Begin Excerpt provided
Review by Choice Review
In his lively history of American animation, Moving Pictures, Darl Larsen (Brigham Young Univ.) floods the reader with a firehose of fun facts and the usual suspects through the last century. The challenge to cover such an encyclopedic range of artists and films is daunting, but the author plunges into an ocean of distinguished cartoons, animators, and studios. The work is remarkably thorough and detailed, but crowded. Larsen begins by charting the competing claims of origins and then traces them to commercial industrialization. Authorial screenshots dot the dense landscape like welcome oases of visual evidence. However, two-thirds of the book manage to encompass only the beginning through the advent of Disney's feature Snow White and some fascinating World War II propaganda, which constricts the attention given to more recent trends. A final chapter flashes the renaissance of studios such as DreamWorks and Blue Sky, focusing on feature films and neglecting the creative work of short cartoons. Larsen's book rushes us through an enjoyable and breathtaking tour, much like Chuck Jones' Roadrunner, but it speeds so quickly that one wishes for a more leisurely pace. Summing Up: Recommended. All readers. --Terry Lindvall, Virginia Wesleyan University
Copyright American Library Association, used with permission.
End Excerpt provided
Begin Records shown
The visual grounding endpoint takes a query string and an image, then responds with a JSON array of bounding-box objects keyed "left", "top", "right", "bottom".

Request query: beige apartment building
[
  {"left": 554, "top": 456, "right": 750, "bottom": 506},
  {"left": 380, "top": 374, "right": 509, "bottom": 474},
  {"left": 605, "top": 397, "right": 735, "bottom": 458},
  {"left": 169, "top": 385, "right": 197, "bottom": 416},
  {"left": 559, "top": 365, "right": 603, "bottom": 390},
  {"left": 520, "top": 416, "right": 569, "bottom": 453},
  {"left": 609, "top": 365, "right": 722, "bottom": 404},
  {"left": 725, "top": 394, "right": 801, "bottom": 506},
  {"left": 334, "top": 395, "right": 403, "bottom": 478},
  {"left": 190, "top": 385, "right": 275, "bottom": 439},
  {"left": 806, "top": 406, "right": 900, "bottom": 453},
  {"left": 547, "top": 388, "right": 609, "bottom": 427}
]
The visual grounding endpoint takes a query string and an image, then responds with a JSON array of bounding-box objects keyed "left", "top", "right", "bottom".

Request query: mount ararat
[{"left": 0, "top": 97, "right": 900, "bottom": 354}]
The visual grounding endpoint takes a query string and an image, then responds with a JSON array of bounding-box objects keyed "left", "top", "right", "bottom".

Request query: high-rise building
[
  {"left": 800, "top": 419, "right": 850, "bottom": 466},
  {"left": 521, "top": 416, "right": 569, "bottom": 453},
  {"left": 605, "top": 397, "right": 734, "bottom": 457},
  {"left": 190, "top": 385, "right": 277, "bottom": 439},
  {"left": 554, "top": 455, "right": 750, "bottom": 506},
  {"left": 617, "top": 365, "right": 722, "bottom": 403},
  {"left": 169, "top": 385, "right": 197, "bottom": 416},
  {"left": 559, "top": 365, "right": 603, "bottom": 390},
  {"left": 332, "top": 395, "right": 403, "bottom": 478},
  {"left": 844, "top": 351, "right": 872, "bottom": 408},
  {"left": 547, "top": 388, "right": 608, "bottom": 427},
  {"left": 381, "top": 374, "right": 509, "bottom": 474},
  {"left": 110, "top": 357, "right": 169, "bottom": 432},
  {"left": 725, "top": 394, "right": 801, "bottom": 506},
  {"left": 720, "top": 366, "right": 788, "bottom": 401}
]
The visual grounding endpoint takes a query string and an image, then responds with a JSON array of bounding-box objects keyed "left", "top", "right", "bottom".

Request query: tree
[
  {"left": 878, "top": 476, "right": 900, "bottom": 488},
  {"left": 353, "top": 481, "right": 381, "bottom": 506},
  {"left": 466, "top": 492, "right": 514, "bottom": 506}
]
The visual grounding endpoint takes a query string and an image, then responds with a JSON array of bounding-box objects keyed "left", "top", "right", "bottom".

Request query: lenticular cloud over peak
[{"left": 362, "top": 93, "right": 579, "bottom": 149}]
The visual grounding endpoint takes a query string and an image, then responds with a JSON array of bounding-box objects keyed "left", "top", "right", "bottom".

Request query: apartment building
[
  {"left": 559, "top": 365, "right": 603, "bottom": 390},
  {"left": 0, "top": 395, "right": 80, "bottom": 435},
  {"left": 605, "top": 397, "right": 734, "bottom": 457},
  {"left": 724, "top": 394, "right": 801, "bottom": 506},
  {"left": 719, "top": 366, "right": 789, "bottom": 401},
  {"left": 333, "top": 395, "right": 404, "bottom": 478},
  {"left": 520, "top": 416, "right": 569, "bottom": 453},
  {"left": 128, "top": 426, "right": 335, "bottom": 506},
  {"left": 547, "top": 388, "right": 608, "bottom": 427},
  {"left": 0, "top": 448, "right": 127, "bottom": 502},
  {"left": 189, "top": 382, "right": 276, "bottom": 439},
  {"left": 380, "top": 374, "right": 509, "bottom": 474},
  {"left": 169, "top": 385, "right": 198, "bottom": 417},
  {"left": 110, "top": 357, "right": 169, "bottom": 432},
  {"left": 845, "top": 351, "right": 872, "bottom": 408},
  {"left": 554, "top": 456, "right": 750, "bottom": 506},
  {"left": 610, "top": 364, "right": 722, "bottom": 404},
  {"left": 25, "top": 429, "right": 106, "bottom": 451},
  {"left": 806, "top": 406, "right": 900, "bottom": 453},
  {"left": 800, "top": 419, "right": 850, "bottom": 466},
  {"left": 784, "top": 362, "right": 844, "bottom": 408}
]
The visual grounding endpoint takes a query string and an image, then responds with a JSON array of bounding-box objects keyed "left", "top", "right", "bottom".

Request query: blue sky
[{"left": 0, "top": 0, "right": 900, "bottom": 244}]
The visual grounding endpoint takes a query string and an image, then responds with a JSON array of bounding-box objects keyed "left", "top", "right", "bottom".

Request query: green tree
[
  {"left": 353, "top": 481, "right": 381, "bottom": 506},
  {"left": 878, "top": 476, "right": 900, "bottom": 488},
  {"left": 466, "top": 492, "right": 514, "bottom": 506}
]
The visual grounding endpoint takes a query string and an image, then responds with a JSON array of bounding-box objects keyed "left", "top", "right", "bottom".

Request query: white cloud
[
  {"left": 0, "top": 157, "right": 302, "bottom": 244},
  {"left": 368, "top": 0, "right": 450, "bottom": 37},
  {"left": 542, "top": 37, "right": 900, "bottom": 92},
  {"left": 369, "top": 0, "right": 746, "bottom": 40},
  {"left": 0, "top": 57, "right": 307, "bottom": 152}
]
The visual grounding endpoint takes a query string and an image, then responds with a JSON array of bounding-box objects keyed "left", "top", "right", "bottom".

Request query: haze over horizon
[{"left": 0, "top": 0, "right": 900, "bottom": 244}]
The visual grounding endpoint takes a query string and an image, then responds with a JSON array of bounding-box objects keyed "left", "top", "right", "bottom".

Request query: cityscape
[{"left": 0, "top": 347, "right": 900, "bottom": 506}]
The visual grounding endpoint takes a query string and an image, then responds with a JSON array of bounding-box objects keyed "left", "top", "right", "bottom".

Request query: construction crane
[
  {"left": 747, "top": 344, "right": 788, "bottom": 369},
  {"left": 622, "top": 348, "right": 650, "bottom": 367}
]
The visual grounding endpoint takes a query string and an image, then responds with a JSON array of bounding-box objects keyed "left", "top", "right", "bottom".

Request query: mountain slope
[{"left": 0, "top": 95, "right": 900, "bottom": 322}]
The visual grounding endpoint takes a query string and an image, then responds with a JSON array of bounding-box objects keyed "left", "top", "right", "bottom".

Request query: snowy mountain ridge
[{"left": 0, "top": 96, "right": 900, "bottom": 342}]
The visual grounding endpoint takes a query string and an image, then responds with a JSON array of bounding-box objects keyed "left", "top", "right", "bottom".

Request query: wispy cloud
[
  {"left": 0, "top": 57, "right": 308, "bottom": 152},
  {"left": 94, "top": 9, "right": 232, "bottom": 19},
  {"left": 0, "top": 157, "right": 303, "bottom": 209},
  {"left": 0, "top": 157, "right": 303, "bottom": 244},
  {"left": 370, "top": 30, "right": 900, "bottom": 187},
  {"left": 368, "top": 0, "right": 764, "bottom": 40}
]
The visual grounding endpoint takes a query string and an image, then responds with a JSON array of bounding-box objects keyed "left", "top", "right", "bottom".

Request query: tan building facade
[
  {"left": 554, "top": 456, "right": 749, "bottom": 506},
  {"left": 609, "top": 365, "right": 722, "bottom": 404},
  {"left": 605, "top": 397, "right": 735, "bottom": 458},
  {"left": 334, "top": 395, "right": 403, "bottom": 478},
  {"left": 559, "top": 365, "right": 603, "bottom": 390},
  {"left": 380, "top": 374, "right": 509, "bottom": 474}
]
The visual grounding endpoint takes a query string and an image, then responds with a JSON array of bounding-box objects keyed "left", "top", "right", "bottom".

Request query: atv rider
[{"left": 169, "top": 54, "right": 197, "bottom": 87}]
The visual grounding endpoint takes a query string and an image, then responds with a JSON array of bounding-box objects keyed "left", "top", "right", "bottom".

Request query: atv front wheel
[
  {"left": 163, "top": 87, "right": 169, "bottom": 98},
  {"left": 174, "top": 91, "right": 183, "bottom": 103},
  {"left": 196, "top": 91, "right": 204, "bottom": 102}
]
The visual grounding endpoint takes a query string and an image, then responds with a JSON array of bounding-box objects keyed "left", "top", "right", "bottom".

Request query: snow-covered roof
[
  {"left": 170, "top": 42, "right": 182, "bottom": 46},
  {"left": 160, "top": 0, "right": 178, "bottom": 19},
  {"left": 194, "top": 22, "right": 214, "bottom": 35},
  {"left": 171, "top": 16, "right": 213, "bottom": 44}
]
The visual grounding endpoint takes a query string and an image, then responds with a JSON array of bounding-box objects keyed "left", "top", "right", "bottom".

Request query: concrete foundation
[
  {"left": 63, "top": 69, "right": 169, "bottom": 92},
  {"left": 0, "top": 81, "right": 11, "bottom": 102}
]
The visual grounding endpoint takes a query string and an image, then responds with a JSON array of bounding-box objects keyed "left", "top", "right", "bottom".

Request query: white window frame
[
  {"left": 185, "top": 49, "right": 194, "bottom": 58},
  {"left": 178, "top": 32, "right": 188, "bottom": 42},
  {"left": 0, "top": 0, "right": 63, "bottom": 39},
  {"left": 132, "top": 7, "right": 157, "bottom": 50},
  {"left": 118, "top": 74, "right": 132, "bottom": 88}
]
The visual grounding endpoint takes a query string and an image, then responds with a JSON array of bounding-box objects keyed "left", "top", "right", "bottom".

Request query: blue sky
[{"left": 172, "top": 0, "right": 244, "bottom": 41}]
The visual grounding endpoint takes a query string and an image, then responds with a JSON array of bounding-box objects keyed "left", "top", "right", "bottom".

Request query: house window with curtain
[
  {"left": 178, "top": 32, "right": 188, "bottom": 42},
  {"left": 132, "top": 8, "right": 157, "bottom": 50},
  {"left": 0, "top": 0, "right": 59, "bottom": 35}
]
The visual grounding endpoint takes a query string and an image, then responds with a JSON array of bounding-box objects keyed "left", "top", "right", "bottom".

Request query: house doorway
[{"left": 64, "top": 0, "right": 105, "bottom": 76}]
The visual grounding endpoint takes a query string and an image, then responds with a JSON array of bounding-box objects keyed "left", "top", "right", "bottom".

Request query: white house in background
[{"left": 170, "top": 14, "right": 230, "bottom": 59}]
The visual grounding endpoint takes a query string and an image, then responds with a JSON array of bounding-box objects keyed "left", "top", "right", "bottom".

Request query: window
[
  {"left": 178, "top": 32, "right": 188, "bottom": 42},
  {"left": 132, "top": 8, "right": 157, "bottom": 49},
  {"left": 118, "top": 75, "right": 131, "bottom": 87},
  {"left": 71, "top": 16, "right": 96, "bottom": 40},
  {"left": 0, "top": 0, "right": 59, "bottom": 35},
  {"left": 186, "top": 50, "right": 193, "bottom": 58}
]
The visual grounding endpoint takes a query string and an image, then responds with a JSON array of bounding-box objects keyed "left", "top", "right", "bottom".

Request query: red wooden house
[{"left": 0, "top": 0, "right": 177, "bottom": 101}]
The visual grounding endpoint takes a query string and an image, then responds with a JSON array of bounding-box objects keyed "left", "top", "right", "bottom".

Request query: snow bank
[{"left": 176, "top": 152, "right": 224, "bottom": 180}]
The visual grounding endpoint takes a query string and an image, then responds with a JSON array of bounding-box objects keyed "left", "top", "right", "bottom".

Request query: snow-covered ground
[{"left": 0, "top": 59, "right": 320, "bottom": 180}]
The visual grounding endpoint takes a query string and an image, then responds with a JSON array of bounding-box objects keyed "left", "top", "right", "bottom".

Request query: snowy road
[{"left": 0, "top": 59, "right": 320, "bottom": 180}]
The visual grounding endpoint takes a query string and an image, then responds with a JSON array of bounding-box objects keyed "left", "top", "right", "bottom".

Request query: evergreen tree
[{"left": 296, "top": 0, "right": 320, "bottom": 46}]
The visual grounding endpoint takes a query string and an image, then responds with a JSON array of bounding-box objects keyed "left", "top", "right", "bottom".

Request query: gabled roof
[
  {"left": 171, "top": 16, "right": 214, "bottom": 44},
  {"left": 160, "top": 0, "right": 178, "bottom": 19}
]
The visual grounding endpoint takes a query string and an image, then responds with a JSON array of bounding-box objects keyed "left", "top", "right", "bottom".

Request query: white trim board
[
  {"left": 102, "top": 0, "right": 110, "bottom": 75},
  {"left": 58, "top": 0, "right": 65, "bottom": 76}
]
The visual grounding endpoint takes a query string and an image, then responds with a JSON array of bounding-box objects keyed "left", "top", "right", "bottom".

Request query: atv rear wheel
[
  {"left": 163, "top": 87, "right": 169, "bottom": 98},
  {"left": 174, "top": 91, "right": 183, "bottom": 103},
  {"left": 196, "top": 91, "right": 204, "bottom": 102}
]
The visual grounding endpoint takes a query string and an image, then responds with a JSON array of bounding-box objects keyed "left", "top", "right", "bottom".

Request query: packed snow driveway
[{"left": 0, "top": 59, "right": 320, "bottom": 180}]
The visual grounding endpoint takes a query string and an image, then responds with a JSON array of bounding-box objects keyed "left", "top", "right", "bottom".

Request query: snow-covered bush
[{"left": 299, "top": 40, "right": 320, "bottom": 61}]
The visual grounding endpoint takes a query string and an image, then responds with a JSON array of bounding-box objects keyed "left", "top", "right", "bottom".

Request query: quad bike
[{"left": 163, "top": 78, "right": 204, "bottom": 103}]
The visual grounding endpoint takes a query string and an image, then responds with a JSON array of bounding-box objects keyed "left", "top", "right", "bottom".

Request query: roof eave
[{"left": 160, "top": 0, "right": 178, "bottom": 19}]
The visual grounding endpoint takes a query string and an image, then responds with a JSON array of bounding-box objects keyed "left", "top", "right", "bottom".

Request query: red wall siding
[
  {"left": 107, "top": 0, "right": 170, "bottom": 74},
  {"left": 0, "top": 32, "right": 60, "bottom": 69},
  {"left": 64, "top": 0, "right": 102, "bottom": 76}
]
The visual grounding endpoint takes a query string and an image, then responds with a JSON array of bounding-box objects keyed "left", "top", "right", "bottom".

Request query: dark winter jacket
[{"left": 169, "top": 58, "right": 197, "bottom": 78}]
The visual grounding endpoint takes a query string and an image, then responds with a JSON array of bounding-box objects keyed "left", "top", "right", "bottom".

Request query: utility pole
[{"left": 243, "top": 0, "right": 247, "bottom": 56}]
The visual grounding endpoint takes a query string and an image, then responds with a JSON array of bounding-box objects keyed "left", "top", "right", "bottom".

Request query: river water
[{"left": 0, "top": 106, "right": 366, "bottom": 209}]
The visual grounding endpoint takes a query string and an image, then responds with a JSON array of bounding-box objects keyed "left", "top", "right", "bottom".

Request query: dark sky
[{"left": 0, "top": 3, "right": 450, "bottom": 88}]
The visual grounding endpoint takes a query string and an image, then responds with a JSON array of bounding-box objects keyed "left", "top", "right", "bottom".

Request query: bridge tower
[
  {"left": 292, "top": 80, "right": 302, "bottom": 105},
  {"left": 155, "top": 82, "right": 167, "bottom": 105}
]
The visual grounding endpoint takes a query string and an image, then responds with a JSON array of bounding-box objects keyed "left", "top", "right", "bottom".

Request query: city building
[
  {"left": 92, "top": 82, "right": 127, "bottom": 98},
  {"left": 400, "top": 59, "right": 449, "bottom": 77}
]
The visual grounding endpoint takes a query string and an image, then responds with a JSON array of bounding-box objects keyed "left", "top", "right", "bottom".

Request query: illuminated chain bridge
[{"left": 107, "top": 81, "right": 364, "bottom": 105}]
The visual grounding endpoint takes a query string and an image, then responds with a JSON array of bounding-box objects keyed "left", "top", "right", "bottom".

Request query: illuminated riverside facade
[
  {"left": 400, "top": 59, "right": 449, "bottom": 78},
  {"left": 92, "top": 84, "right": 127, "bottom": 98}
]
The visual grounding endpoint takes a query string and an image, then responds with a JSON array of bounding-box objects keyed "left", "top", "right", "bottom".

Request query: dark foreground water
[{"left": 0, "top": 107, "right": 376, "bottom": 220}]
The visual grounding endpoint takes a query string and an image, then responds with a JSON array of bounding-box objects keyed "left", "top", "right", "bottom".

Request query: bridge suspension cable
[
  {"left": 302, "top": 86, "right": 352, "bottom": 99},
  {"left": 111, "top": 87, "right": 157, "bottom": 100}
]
End Records shown
> The task:
Translate this sentence from the review of Moving Pictures into Spanish: "The work is remarkably thorough and detailed, but crowded."

> Solution to this exercise:
La obra es notablemente minuciosa y detallada, pero está abarrotada.